**What you need to do**
Copy each of the entries below word for word, without changing anything.

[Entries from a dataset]
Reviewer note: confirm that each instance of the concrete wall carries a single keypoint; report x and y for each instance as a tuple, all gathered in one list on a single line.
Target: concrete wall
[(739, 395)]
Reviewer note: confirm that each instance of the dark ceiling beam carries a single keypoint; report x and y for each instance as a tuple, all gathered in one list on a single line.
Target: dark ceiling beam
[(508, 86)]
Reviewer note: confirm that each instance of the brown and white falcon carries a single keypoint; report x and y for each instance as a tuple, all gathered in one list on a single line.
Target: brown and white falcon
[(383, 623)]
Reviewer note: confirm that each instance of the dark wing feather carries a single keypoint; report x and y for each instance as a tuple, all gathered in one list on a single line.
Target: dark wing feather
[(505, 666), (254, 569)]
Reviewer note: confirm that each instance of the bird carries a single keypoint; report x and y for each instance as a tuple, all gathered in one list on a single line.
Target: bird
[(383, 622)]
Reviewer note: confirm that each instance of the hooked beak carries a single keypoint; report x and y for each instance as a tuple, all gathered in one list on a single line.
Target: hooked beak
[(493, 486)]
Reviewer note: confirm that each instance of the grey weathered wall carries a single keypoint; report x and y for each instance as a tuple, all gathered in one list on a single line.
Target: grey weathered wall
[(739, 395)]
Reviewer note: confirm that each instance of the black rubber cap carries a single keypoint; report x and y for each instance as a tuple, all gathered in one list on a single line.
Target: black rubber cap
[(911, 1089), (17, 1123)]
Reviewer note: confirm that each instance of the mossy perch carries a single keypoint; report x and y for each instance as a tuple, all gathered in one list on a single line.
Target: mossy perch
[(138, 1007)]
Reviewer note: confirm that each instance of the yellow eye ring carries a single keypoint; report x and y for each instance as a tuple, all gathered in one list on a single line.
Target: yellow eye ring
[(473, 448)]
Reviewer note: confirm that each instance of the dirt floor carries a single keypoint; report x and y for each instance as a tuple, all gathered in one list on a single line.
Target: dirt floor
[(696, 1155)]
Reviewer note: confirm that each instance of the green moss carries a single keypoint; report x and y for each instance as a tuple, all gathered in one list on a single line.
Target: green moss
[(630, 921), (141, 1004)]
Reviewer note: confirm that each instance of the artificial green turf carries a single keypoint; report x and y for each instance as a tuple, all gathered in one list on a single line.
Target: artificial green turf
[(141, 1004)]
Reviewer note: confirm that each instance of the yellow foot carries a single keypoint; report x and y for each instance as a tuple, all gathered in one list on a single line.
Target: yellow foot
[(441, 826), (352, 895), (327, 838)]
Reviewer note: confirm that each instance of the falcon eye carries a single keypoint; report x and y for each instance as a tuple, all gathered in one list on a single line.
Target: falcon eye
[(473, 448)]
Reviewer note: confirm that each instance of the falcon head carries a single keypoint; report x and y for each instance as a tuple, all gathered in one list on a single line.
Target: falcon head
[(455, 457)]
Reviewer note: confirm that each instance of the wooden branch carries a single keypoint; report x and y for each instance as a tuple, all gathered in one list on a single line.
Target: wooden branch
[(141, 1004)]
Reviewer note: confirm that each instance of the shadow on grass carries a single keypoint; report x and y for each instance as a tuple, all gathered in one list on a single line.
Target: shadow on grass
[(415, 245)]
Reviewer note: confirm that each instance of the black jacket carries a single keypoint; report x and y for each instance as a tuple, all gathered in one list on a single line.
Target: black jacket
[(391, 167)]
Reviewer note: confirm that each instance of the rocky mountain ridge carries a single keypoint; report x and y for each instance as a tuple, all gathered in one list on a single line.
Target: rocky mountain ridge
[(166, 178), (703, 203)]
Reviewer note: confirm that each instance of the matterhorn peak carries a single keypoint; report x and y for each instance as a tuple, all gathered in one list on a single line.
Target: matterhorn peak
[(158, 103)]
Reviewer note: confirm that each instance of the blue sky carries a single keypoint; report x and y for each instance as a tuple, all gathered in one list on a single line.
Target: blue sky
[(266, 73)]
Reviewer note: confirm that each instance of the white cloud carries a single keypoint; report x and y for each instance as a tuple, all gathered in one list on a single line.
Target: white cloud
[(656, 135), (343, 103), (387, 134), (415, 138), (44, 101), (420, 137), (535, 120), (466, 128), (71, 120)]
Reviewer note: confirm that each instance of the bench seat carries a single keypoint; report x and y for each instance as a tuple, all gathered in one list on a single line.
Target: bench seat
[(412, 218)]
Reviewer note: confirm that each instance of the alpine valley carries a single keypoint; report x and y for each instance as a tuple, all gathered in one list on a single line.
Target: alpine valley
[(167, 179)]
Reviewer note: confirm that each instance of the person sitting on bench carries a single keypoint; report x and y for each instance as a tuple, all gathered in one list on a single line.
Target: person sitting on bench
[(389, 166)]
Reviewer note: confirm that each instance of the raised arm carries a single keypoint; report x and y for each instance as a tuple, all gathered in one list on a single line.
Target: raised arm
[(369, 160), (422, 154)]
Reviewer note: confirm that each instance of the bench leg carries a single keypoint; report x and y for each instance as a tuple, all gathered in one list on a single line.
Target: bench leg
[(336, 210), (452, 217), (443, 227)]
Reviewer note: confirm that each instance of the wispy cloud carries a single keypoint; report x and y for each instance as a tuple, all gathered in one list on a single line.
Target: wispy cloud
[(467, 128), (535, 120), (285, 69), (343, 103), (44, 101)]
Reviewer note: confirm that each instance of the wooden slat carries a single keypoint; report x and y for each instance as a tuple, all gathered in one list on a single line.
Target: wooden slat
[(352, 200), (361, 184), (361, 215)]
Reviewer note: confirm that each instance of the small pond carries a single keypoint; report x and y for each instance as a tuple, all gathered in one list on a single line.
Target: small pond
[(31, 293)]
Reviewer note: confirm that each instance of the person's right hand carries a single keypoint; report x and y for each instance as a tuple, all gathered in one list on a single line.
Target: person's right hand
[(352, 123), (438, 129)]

**Full solution**
Reviewer note: confirm that each instance of the concrete wall carries a single keypoint; report x and y for each instance as a tuple, all gathered in one list on a single line.
Target: concrete wall
[(739, 395)]
Reviewer note: confirm that each instance of the dark ceiling beam carries a single keypoint; report x and y for each instance as a tuple, all gathered in one list on a single line.
Target: dark ceiling beam
[(508, 86)]
Reviewer note: confirm that each instance of the brown and white falcon carries a single keypoint; report x and y for each instance as a tuple, all gathered in one list on a single line.
Target: brown and white falcon
[(383, 623)]
Reviewer note: confirm that each instance of the dark wing feather carries a single keypoint; report x and y for each instance as a tuple, all gathered in one list on a single line.
Target: dark wing feather
[(505, 666), (254, 569)]
Reviewer note: confirm that each instance of the bird carries a single keypoint; report x and y for each instance as a tuple, all gathered in one list on a single line.
Target: bird
[(383, 622)]
Reviewer note: confirm that each instance of the hooked beak carries a single keypoint; report x and y for each instance as a tuple, all gathered in one list on a single line.
Target: hooked beak
[(493, 486)]
Reviewer note: confirm that each instance of the grey weathered wall carries a single keypoint; report x and y for each instance as a tuple, all gathered in one list on a single line.
Target: grey weathered wall
[(739, 395)]
Reviewer note: confirm that each instance of the black rubber cap carries a single keypoint; report x and y for each instance as a tuple, all gathered in one list on a single line.
Target: black rubber cap
[(911, 1089), (17, 1123)]
Reviewer note: confirm that each instance of the mossy perch carries a single keypoint; report x and y for each instance as a tuple, all gathered in one list on a single line.
Target: mossy perch
[(138, 1007)]
Reviewer note: confirm that each instance of the yellow eye ring carries a single keypoint; report x and y for each instance as a tuple, all gathered in one list on a single line.
Target: yellow eye ring
[(473, 448)]
Reviewer note: confirm that each instance of the dirt floor carries a single keypoint; report x and y for each instance as a tuple, all gathered in one list on a single line.
Target: dirt floor
[(696, 1155)]
Reviewer note: confirm that each instance of the green moss carries a single keypoint; report x and y for each instance as a tuple, all gathered in one list on a single line.
Target: green moss
[(630, 921), (141, 1004)]
Reviewer note: confirm that each instance of the artificial green turf carries a single keypoint; report x and y for each instance as a tuple, all gathered in one list on a single line.
Target: artificial green turf
[(141, 1004)]
Reviewer note: confirm that each instance of the yellow foot carries a single keypoint; report x and y for each instance as a tuple, all gathered in one list on a single line.
Target: yellow foot
[(441, 826), (352, 895), (327, 838)]
Reviewer note: confirm that each instance of the falcon eye carries a single keypoint; report x and y for each instance as a tuple, all gathered in one list on a single line.
Target: falcon eye
[(473, 448)]
Reviewer note: confirm that each instance of the falcon head carries a single keypoint; report x and y for each instance as a tuple, all gathered in one list on a single line.
Target: falcon head
[(455, 457)]
Reviewer note: confirm that each instance of the wooden branch carries a single keypoint; report x and y for each instance as a tuple, all gathered in one list on a single line.
Target: wooden branch
[(141, 1004)]
Reviewer note: confirm that each instance of the shadow on grass carries a single keypoint; report x and y for each instance as a tuple, all gathered in one list on a single line.
Target: shadow on grass
[(415, 245)]
Reviewer note: confirm that each instance of the black jacket carries a single keypoint; report x and y for each instance as a tuple, all gathered in one list on a single line.
Target: black jacket
[(391, 167)]
Reviewer note: confirm that each instance of the rocky mountain ridge carries a single keypoint; report x and y for each instance as a tuple, all gathered in one list on a single line.
Target: rocky mountain ridge
[(166, 178), (703, 203)]
Reviewer note: confirm that each instance of the matterhorn peak carries a single keypoint; report x and y for each instance as a tuple, all gathered in one list on a single line.
Target: matterhorn peak
[(158, 103)]
Reviewer note: confirm that each instance of the blue sky carries a single keypoint; report x and y for each instance as a tuple, all gathered in one list on a single line.
Target: blue sky
[(266, 73)]
Reviewer note: confirm that each instance of the white cloud carries a single keypoint; report x and y for each instance as a tuple, all gathered in one list on a single line.
Target: white cloud
[(656, 135), (343, 103), (387, 134), (415, 138), (44, 101), (420, 137), (535, 120), (466, 128), (71, 120)]
Reviewer note: confirm that each instance of the bench seat carries a single keypoint; report x and y for each instance as a tuple, all gathered in one list on a single line.
Target: bench seat
[(412, 218)]
Reviewer note: confirm that each instance of the alpine valley carries a single keypoint; report x and y for each instance as a tuple, all gathered in one list on a single line.
Target: alpine valley
[(167, 179)]
Reviewer note: confirm that each instance of the person sitting on bench carries a single keypoint; report x and y for each instance as a tuple, all gathered in one list on a single line.
Target: person sitting on bench
[(389, 166)]
Reviewer note: confirm that each instance of the raised arm carries a single keypoint; report x and y for each instance as a tuple, all gathered in one list on a single line.
Target: raised arm
[(369, 160), (422, 154)]
Reviewer note: confirm that each instance of the bench leg carries a single keypoint; report x and y for each instance as a tuple, all gathered in one list on a single line.
Target: bench leg
[(336, 210), (452, 217), (443, 227)]
Reviewer note: confirm that each instance of the wispy cloud carries a single keypoint; report x and y for each instance as a tuple, all gathered in one list on a single line.
Target: wispy cloud
[(467, 128), (535, 120), (285, 69), (343, 103), (44, 101)]
Reviewer note: confirm that each instance of the wooden slat carries a single keypoint; report x and y for each instance as a tuple, all gathered in one list on a single line.
Target: wooden slat
[(352, 200), (361, 184), (361, 215)]
Reviewer note: confirm that each instance of the small pond carries a single keypoint; report x and y for each instance as a tuple, all gathered in one list on a single line.
Target: small pond
[(31, 293)]
Reviewer note: confirm that each instance of the person's right hand carries a single keypoint; report x and y for each instance as a tuple, all gathered in one list on a single line.
Target: person's right hand
[(352, 123), (438, 129)]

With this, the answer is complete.